:: IHRE AUFGABE ::
Seit welchem Jahr engagiert sich die Kaiserslauterer Gruppe laut dem Artikel über „terre des hommes“?

:: QUELLENAUSZUG ::
Flüchtlingshilfe nimmt großen Raum ein

Seit 1975 Regionalgruppe von „terre des hommes“ – Fahrradmärkte motivieren und finanzieren Arbeit

Seit vielen Jahren engagiert: Waltraud Müßig (links) und Astrid Motz auf dem Fahrradmarkt von „terre des hommes“. Foto: Jung

Sich für Kinder starkzumachen, sie aus der Not zu retten und ihnen zu einer besseren Zukunft zu verhelfen: Das hat sich „terre des hommes“ auf die Fahne geschrieben. 2017 blickt die deutsche Organisation auf 50 Jahre erfolgreiche Arbeit zurück. Auch die Kaiserslauterer Gruppe engagiert sich bereits seit 1975. Mit Unterstützung auf vielen Gebieten und unterschiedlichen Aktionen – wie den zwei jährlichen Fahrradmärkten, deren Erlös Hilfsprojekten zugutekommt.

Kaum hat der Fahrradmarkt am 6. Mai seine Türen geöffnet, strömen die Leute herbei. Jahr für Jahr ist er ein Anziehungspunkt. Die einen kommen, um ihr zweirädriges Gefährt an den Mann zu bringen, andere in der Hoffnung, ein Rad zu erstehen und dabei noch ein Schnäppchen zu machen. Für beide Seiten führt kein Weg an Waltraud Müßig und Astrid Motz vorbei. Bei den beiden Mitgliedern der Kaiserslauterer Gruppe laufen an diesem Morgen die Fäden von Verkäufern und Käufern zusammen. „Wir registrieren die angebotenen Räder und wickeln den Verkauf ab.“ Doch zuvor nehmen Mitarbeiter des ADFC und des Velo-Projekts die Drahtesel unter die Lupe. Denn nur wenn sie der Verkehrssicherheit entsprechen, gelangen sie in den Verkauf.

:: DATENSÄTZE ::

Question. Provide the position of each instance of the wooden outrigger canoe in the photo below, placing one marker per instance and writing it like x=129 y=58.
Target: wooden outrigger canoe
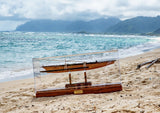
x=82 y=87
x=76 y=67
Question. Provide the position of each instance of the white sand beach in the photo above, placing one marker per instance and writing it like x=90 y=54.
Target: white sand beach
x=140 y=94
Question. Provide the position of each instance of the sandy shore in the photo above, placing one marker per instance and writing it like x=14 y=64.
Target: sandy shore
x=141 y=92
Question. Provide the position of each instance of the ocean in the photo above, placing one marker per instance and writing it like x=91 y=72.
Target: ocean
x=18 y=48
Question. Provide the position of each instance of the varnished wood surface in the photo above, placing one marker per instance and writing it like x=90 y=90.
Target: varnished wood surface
x=76 y=67
x=105 y=88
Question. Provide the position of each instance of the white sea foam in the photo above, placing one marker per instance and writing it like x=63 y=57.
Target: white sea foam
x=18 y=48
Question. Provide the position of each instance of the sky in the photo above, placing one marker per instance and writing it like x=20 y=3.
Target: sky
x=16 y=12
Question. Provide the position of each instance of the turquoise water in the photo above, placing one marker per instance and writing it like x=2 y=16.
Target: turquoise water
x=18 y=48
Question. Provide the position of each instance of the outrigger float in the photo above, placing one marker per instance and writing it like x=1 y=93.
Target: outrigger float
x=82 y=87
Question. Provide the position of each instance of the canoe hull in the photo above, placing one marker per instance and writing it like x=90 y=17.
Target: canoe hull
x=76 y=67
x=96 y=89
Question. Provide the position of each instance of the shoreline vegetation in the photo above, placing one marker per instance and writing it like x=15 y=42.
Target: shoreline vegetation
x=141 y=90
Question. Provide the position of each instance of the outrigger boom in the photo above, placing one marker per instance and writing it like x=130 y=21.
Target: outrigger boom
x=78 y=88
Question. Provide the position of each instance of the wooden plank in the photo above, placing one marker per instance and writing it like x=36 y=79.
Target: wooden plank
x=85 y=84
x=106 y=88
x=76 y=67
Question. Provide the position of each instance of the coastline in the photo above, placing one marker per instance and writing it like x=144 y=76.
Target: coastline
x=141 y=90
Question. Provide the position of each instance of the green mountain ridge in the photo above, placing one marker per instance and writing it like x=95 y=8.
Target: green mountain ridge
x=136 y=25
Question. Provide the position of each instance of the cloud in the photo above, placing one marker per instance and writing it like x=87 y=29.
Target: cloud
x=78 y=9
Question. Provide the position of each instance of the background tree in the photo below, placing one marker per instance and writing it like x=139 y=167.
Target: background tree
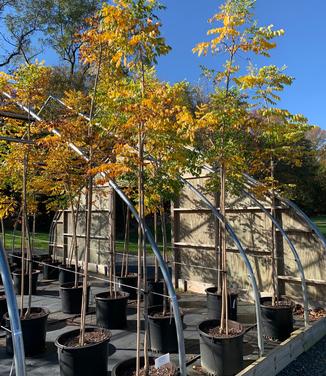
x=224 y=122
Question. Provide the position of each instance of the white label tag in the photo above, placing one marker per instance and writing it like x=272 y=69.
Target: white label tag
x=162 y=360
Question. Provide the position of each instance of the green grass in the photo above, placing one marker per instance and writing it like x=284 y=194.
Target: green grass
x=41 y=243
x=41 y=240
x=320 y=221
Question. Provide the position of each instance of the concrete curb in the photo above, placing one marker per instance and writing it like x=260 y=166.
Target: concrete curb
x=300 y=341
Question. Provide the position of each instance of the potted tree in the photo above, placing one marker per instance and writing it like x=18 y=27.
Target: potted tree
x=133 y=45
x=278 y=141
x=111 y=306
x=29 y=85
x=224 y=131
x=79 y=349
x=66 y=173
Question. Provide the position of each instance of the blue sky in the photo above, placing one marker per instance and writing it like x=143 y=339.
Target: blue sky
x=302 y=49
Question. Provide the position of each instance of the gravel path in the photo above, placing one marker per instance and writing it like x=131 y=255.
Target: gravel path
x=310 y=363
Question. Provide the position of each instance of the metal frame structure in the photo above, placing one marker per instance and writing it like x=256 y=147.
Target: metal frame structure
x=147 y=234
x=19 y=353
x=15 y=326
x=292 y=248
x=244 y=257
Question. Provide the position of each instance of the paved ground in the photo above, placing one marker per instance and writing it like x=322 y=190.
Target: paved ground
x=310 y=363
x=122 y=344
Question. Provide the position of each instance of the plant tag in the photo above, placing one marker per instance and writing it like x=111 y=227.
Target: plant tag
x=162 y=360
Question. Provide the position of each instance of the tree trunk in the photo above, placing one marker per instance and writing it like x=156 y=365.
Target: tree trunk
x=224 y=289
x=164 y=240
x=275 y=296
x=156 y=241
x=125 y=260
x=86 y=260
x=3 y=234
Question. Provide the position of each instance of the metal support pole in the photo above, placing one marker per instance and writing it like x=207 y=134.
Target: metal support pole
x=147 y=234
x=294 y=252
x=16 y=332
x=295 y=207
x=245 y=259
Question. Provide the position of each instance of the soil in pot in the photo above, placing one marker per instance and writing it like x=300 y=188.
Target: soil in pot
x=51 y=270
x=277 y=320
x=128 y=368
x=155 y=292
x=111 y=310
x=33 y=329
x=90 y=359
x=3 y=304
x=71 y=298
x=67 y=274
x=17 y=277
x=214 y=304
x=162 y=330
x=128 y=284
x=221 y=354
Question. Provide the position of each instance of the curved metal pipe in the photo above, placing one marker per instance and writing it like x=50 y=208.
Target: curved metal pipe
x=296 y=208
x=244 y=257
x=294 y=252
x=292 y=247
x=167 y=278
x=147 y=234
x=15 y=327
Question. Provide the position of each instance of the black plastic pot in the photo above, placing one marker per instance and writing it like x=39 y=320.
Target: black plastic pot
x=214 y=304
x=15 y=259
x=221 y=356
x=67 y=274
x=155 y=288
x=51 y=270
x=128 y=366
x=88 y=360
x=17 y=277
x=71 y=298
x=128 y=284
x=3 y=304
x=33 y=329
x=111 y=312
x=277 y=320
x=162 y=331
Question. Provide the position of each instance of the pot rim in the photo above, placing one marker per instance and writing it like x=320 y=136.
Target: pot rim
x=87 y=329
x=65 y=286
x=151 y=359
x=158 y=307
x=222 y=337
x=123 y=295
x=129 y=275
x=45 y=312
x=216 y=294
x=278 y=307
x=18 y=272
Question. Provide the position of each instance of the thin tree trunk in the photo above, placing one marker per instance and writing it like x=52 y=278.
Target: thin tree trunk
x=156 y=241
x=164 y=240
x=124 y=271
x=22 y=285
x=89 y=209
x=30 y=269
x=224 y=310
x=33 y=230
x=112 y=244
x=275 y=296
x=3 y=234
x=140 y=241
x=86 y=260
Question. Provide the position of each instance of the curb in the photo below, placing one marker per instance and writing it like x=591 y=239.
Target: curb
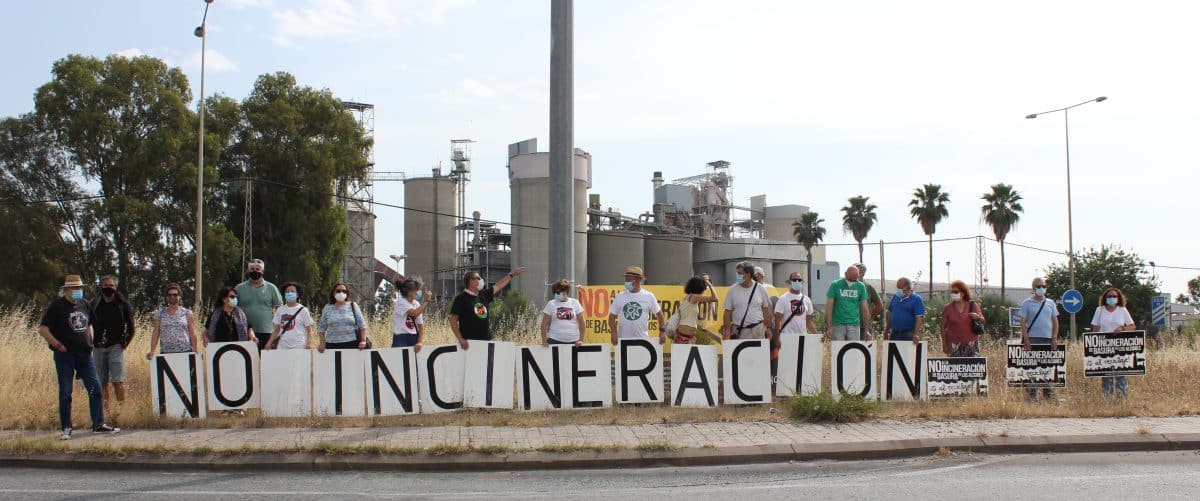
x=607 y=459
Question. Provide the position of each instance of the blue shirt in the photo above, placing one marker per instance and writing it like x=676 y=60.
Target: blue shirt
x=1043 y=327
x=340 y=323
x=905 y=311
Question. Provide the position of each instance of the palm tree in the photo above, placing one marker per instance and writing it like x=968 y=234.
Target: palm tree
x=929 y=209
x=809 y=233
x=858 y=217
x=1002 y=212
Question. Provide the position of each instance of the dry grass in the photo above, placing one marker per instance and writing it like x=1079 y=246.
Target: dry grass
x=29 y=388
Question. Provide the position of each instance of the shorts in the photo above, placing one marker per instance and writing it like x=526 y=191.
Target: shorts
x=403 y=340
x=109 y=364
x=846 y=332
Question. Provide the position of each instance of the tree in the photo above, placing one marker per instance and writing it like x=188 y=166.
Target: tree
x=809 y=233
x=1002 y=212
x=295 y=143
x=929 y=209
x=1097 y=270
x=857 y=218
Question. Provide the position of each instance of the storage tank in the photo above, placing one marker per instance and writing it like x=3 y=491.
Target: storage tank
x=529 y=191
x=667 y=259
x=430 y=216
x=611 y=252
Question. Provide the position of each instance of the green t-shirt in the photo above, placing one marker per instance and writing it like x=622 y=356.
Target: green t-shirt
x=846 y=301
x=259 y=305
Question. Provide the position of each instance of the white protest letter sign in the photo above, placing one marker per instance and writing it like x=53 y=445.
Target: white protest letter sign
x=287 y=388
x=747 y=367
x=177 y=385
x=639 y=370
x=439 y=370
x=233 y=375
x=694 y=375
x=905 y=366
x=852 y=363
x=799 y=364
x=337 y=384
x=489 y=376
x=391 y=381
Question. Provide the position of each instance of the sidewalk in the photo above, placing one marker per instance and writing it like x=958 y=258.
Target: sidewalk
x=600 y=446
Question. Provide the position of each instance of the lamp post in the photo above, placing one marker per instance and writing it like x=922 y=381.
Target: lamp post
x=1071 y=237
x=199 y=163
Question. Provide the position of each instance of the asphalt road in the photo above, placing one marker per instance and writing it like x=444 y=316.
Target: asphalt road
x=1135 y=475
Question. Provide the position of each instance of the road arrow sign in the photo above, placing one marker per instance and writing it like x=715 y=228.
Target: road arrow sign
x=1072 y=301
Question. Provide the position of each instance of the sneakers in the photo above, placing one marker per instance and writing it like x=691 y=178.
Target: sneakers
x=106 y=429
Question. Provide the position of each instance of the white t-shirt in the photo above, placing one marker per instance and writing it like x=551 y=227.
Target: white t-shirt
x=401 y=321
x=737 y=300
x=801 y=305
x=564 y=325
x=298 y=336
x=634 y=312
x=1109 y=321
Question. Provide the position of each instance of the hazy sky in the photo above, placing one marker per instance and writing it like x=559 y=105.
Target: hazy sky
x=811 y=102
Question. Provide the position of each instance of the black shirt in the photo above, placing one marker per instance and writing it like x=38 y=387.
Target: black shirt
x=226 y=330
x=473 y=313
x=113 y=323
x=69 y=324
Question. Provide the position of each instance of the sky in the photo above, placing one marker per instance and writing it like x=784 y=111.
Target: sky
x=811 y=102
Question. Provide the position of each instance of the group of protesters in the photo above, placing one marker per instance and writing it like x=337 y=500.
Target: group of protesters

:: VOLLSTÄNDIGE ANTWORT ::
Seit 1975.